PROBLEM REQUIREMENTS - Continue the passage on decarbonizing industrial companies from the point where it stops.

PROVIDED PASSAGE -
"""

There is still a lot of scope to electrify industrial companies’ process emissions, and using more electricity from renewable sources can be part of the solution, according to the panelists.

However, a big challenge is often that few companies have done this before or they have done it for a different process or at a different site or with a different set-up, Valanko said.


Because industrial companies recognize it will be cheaper to run processes on electricity by 2030, many are starting to make their first investments in demonstration plants and technology to electrify.


Because industrial companies recognize it will be cheaper to run processes on electricity by 2030, many are starting to make their first investments in demonstration plants and technology to electrify their industrial processes, he added.

For their part, power companies are exploring ways to build out the renewable energy system to meet the coming surge in industrial electricity demand. But there are a lot of industrial operations where commercially available solutions for decarbonizing do not yet exist.

Charting a course to 2050

The good news is that the entire ecosystem of stakeholders is ready to engage, said Cate Hight, chief operating officer of the Mission Possible Partnership and a principal at RMI. Additionally, customers are starting to say, "Well, we are actually willing to pay a little more [for the decarbonized version]," Valanko added. As recently as two years ago, this was not the case.

"That’s also a recognition that the margins and the revenue per ton of CO2 emitted are much higher at the end of the value chains and downstream, so the retailer is making much more money per ton of CO2 that they are emitting compared to the upstream producer," Valanko said. "So, the conversation that is happening now is — how can we more equitably share the margin as it moves through the value chain."

According to Valanko and Hight, the industry-level supply chain collaboration going on right now is particularly promising.

This type of dialogue is vital because it helps create the roadmap for what industrial transformation in hard-to-abate sectors can look like, said Hight, whose organization, the Mission Possible Partnership, brings together more than 400 companies, along with their customers, suppliers, bankers, shareholders and regulators, to forge net-zero pathways and the actions necessary to achieve them.?

An industry-backed roadmap that goes out to 2050 can provide stakeholders in an ecosystem something to pin their actions to, she said. The process starts with an industry getting together and sending a signal about it wants to buy in the future, Valanko added.

The second step is to put that on paper as a requirement that can be ratcheted up over time, and then have conversations with suppliers to open up the challenge to them, he said. "[That involves] saying — this is the problem that I am trying to fix. What solutions do you have already? Which ones are you working on? And which ones could we work on together?"

An industry-supported roadmap also can help the finance community understand what sorts of investments it needs to make, and it can help governments develop supportive policy, Hight said.

The policy levers

Technological breakthroughs that can accelerate companies’ ability to adopt new ways of doing things and leapfrogging forward certainly will be part of the industrial companies’ Scope 3 decarbonization efforts, but in the meantime, some governments are trying to move industrial decarbonization forward.

"""

RECORDED DATA -
"""

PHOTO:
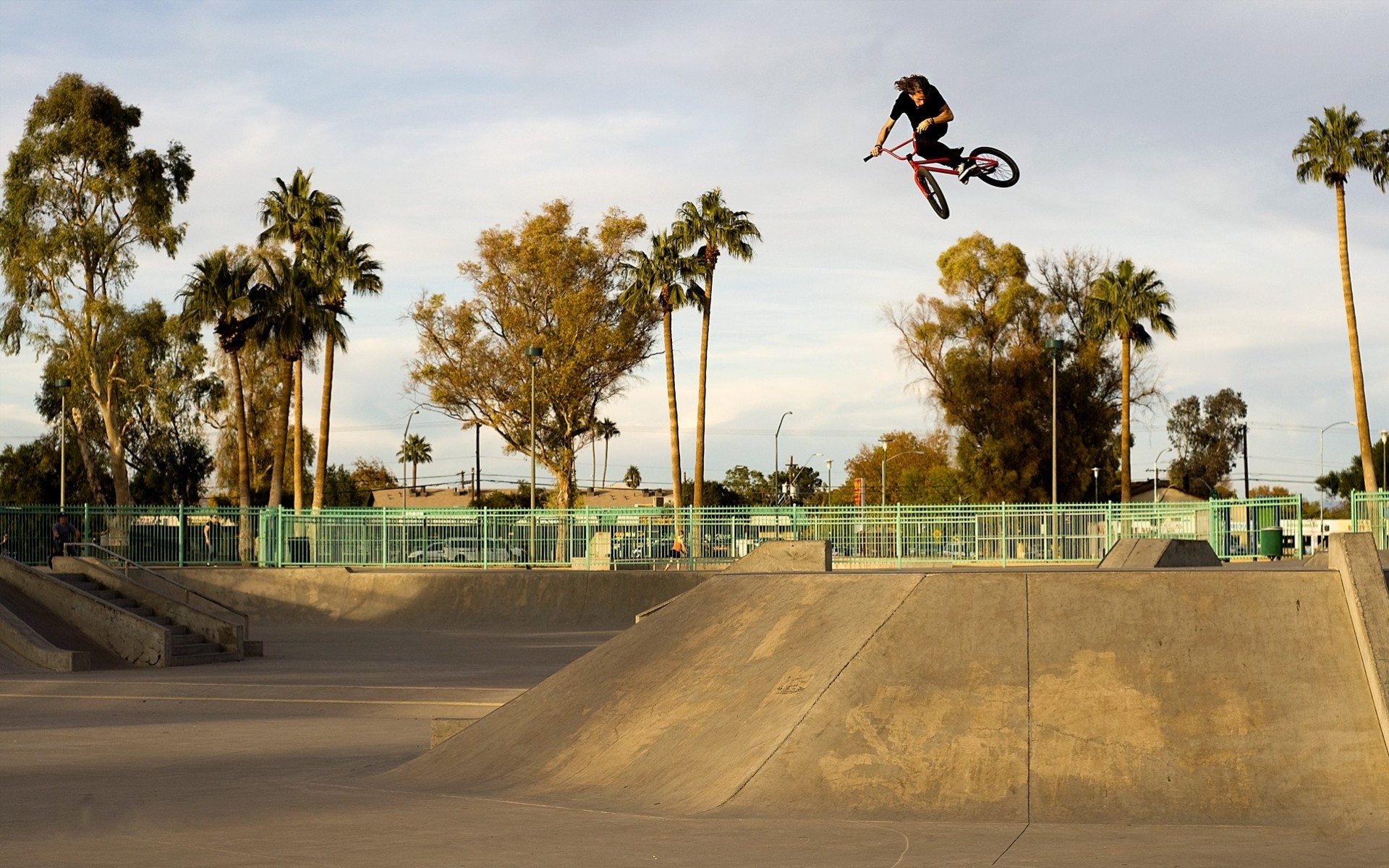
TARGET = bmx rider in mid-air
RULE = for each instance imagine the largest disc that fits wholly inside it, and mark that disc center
(930, 116)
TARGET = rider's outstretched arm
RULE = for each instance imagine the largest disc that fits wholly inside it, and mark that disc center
(883, 137)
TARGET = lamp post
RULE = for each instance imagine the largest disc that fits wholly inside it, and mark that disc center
(883, 478)
(1156, 466)
(404, 488)
(534, 354)
(1321, 464)
(63, 385)
(777, 453)
(1053, 347)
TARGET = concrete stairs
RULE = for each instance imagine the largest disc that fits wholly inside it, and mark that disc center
(190, 647)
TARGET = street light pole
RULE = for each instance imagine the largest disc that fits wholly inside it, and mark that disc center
(1321, 464)
(534, 354)
(63, 385)
(777, 454)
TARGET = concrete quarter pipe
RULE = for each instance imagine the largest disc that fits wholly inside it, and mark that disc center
(1215, 696)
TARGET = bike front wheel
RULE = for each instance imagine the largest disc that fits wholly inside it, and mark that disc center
(996, 170)
(931, 190)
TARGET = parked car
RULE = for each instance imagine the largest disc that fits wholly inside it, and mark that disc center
(464, 550)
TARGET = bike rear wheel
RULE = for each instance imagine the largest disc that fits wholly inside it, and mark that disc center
(1002, 171)
(931, 190)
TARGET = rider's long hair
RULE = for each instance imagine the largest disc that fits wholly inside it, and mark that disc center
(912, 84)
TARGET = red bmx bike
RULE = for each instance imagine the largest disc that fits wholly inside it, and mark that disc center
(988, 164)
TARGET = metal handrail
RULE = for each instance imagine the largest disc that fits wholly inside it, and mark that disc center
(127, 563)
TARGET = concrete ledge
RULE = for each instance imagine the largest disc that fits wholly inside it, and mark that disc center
(1367, 599)
(127, 635)
(443, 728)
(1131, 553)
(34, 647)
(224, 632)
(786, 556)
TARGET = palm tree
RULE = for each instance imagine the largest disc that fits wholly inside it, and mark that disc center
(1121, 299)
(338, 261)
(1331, 148)
(297, 214)
(661, 278)
(291, 315)
(714, 228)
(416, 451)
(218, 292)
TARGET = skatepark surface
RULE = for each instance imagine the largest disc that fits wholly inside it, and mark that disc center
(782, 720)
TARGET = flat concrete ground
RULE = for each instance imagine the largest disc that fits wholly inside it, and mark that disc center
(270, 763)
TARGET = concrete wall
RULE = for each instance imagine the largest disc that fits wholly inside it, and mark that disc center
(128, 637)
(214, 628)
(441, 597)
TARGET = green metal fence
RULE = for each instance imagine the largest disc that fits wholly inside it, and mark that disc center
(863, 538)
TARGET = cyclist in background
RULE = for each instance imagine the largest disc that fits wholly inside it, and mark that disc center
(930, 116)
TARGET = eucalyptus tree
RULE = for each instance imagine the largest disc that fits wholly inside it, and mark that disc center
(336, 263)
(663, 278)
(714, 229)
(289, 314)
(1333, 146)
(299, 216)
(416, 451)
(80, 202)
(218, 292)
(1124, 297)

"""

WRITTEN RESPONSE -
The European Union, for example, is exploring a carbon border adjustment mechanism that would place a carbon price on imports from less climate-ambitious countries. "[Because of this], companies are starting to think, 'Maybe I can’t rely on that company that has higher emissions but a lower price if I am going to have to be buying this in the future,'" Valanko said.

There is a growing recognition that the downstream companies will have to pay for this, he added. These companies’ net-zero commitments mean they might have to start putting net-zero-aligned contracts into place, he explained. Another strategy would be to try to snap up some early innovators because supply isn’t as big as the demand could potentially balloon into, Valanko said. 


When it comes to policy levers, "one cannot underestimate the role" of government procurement, Hight pointed out. Governments are the biggest buyers of commodities in the world and, as such, they send powerful demand signals.

"Think of the demand signals that the U.S. government alone could send by saying that all of the fleets that it purchases have to be made with green steel or that all of the bridges that it builds have to be built with green cement," she said. A procurement pivot like this is likely within the next four years, starting with Europe, Hight added.

Because policymakers tend to set rules for the things that they believe are achievable, companies need to show policymakers that achievable solutions exist, Valanko said.

Some technologies, such as hydrogen, have great potential for electrifying the industrial sector but are not ready yet. "It’s a little bit of a chicken and egg [situation]. We need more demand for hydrogen, so more people will produce hydrogen and we can bring the price down," Hight explained.

The data gap

Running industrial processes on electricity from renewable sources can help a company lower its carbon footprint, and this is key because increasingly customers and companies alike want to know a product’s carbon footprint before buying it.

"[In time, companies] are actually going to judge your bids based on its carbon content," Valanko said. That means that a company needs to either have an answer when clients ask about a product’s carbon footprint or it needs to have an alternative product that the customer wants, he added.

Today, carbon footprinting is a bit of a "Wild West" in terms of how companies approach measurement and how they price emissions into their products, Valanko said.

What we need now is more of a globally standardized system, which gives comparable data ... that you can actually negotiate over.


"What we need now is more of a globally standardized system, which gives comparable data, so that you have a [carbon footprint] data point that you can actually negotiate over. And that needs to become a normal part of the contracting and negotiating process for setting a price," he said. Such a system would help send the demand signal up the chain and trigger investments, he added.

To ensure transparency and traceability, deploying blockchain technology is being explored, Valanko said. Traceability and tracking are important for holding companies accountable against the net-zero commitments that they make, he added.

Needed: Business model innovation

"This is also about business model innovation," Valanko said. Squeezing out carbon embedded in a supply chain often involves coming up with creative solutions.

For example, a large retailer recently entered into an agreement under which it bought an EV fleet for a small logistics company that it works with, he said. Under the agreement, the logistics company, unable to purchase the fleet outright, agreed to lease the vehicles from the larger company and then purchase them at the 10-year mark, he added.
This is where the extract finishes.